Problem requirements |
Locate the line with "Each instance receives exactly one keypoint. Mark the upper" in the material. Copy that line and each one after it, through the last, exactly and with nothing else.

Rows |

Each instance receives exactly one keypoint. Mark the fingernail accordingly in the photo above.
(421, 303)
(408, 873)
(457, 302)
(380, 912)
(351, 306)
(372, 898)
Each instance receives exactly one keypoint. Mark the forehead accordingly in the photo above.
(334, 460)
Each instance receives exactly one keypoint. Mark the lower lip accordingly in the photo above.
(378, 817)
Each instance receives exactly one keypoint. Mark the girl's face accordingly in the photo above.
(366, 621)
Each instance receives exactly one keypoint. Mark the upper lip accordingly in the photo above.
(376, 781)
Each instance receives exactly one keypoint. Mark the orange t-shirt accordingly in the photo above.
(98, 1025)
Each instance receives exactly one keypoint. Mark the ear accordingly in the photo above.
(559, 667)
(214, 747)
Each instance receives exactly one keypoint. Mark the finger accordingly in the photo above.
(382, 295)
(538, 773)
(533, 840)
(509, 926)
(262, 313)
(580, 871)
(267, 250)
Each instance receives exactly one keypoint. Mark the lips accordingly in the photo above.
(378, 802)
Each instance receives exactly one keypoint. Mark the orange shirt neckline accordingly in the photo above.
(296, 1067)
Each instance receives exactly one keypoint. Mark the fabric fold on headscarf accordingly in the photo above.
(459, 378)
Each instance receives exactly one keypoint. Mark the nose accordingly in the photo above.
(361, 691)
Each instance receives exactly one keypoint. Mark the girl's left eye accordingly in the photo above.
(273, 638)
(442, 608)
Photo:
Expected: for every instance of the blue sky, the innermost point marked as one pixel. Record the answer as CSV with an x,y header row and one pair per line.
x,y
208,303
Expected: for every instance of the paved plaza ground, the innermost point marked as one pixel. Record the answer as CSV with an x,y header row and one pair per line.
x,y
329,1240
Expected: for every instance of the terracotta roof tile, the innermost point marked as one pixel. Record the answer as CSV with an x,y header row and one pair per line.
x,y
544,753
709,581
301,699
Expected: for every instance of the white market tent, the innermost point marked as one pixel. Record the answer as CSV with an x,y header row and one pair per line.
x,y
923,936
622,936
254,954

Worked solution |
Each instance receives exactly one keypoint. Mark the upper lip accordingly in the photo above.
(376, 781)
Each instance receives exactly one keypoint. Mark the orange t-shirt accordingly in the photo above.
(98, 1025)
Each instance receives exactly one keypoint. Mark the ear accordingly in the photo above.
(559, 667)
(214, 747)
Each instance receives exactly one keypoint. Mark the finger accordingly in the photo above.
(382, 295)
(538, 773)
(533, 840)
(509, 926)
(262, 313)
(580, 871)
(267, 250)
Each instance receives exactly one keypoint. Mark the lips accordingly in the photo above.
(378, 802)
Each instance receives exactly one keypoint. Mark the orange shirt neckline accordingly in the photo above.
(296, 1067)
Each instance receives exactly one keypoint. Mark the fabric fold on headscarf accordingly in the photo above.
(459, 378)
Each instance receives exactly one keypoint. Mark the nose accordingly in the photo above.
(361, 691)
Each instance receives exactly one keypoint. Mark the girl's left eye accordingly in the photo above.
(273, 638)
(442, 608)
Photo:
Expected: for every instance of the blue sky, the innermost point marked as one pixel. Record the answer as CSV with an x,y header row and one pair per line.
x,y
208,303
Expected: for every instance of the paved plaza ground, the innermost point marked as one pixel. Record the answer as CSV with an x,y header row and one pair per line.
x,y
329,1240
Expected: for every instance of the terracotta roof tile, the innermost point marked as one pixel. Record the answer as CSV with an x,y header row and one pair per line.
x,y
544,753
709,581
301,699
Expected: for every instance of the white market tent, the innermost point marked as one pixel. Record the answer as CSV with an x,y header row and one pair per line.
x,y
923,936
622,936
254,954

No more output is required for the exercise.